Given task: Locate every line in the items below that contains the word "store" and copy each of those lines.

Source data:

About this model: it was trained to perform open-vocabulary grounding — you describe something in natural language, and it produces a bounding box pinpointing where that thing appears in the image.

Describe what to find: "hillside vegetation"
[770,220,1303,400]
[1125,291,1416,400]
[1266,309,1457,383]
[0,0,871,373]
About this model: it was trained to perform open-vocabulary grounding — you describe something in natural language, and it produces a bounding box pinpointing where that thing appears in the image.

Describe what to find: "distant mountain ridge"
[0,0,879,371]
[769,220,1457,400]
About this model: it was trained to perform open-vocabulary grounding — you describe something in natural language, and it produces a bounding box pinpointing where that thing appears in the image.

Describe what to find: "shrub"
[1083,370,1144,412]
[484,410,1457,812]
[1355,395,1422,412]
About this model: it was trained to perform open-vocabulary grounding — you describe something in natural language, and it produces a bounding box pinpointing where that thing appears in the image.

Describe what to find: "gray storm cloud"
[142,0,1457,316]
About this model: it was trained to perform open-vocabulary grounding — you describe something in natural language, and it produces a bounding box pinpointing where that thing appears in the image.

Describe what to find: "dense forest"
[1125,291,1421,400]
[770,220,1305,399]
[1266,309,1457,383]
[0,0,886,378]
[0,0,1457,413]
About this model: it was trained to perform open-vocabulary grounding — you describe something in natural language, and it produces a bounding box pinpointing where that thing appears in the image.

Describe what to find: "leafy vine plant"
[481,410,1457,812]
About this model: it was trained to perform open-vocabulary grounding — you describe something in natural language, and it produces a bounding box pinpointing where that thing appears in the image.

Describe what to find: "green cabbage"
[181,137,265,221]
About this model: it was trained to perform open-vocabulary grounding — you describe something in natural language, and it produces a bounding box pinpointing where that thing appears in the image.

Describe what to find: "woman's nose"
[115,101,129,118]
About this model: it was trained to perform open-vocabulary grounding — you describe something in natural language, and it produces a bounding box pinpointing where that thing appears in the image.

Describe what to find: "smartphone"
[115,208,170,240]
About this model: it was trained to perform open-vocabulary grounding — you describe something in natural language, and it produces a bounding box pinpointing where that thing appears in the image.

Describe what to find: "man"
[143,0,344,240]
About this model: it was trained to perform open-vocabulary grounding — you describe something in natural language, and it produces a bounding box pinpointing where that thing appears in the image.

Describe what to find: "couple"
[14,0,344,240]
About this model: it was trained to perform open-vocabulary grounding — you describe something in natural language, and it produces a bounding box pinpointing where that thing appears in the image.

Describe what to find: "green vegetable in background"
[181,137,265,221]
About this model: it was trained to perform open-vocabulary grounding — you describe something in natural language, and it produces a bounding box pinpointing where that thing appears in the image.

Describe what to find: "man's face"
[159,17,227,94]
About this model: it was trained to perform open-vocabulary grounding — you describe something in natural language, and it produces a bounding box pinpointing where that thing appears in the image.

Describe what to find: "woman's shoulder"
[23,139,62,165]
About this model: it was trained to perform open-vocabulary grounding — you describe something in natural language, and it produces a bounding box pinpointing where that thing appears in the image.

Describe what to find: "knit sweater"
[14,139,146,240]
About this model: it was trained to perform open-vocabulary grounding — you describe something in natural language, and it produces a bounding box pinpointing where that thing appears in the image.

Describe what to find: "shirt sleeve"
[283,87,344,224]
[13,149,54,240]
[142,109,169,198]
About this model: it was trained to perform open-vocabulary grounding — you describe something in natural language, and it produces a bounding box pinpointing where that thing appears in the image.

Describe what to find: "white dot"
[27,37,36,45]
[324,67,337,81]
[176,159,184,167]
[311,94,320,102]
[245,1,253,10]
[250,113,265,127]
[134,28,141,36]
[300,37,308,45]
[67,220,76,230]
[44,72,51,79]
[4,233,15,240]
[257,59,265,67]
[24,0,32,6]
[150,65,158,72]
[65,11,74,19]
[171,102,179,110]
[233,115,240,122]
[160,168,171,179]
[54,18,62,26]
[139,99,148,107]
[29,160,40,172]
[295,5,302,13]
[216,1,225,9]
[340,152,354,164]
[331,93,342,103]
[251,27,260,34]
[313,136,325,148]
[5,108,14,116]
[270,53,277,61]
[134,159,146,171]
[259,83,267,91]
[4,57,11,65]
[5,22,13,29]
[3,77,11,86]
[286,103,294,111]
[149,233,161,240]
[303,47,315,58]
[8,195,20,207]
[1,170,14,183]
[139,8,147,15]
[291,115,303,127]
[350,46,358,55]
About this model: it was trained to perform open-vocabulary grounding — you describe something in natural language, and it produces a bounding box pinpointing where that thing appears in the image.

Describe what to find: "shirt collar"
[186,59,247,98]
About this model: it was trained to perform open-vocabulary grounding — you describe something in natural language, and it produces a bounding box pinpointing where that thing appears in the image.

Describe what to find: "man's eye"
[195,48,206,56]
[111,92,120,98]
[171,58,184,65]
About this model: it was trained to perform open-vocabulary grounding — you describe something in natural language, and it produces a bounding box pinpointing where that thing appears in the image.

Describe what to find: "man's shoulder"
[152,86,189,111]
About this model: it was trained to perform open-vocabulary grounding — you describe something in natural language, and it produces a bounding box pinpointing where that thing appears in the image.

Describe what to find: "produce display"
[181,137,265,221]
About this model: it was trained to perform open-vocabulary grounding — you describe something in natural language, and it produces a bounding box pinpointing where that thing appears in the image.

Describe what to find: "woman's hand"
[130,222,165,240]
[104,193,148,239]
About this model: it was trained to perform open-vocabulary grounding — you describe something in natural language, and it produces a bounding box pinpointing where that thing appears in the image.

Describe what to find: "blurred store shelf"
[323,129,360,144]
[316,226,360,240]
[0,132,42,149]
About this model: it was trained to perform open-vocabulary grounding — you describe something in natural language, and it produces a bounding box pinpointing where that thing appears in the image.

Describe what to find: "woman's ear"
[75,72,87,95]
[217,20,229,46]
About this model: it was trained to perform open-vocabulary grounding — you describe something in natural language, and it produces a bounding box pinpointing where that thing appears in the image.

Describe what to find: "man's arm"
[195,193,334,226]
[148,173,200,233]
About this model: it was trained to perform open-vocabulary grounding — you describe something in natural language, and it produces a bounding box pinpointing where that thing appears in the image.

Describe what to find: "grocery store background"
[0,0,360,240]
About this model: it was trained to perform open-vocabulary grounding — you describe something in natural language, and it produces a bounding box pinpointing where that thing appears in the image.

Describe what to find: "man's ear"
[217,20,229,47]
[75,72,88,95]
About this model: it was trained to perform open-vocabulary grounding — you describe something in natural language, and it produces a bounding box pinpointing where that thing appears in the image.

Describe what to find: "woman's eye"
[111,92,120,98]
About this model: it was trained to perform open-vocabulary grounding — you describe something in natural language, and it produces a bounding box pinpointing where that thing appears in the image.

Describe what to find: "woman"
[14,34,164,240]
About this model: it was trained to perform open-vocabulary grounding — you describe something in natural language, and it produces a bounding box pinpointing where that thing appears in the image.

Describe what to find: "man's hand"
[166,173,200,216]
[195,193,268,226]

Complete response:
Describe what to find: "blurred store shelf"
Describe what to find: "grocery store background"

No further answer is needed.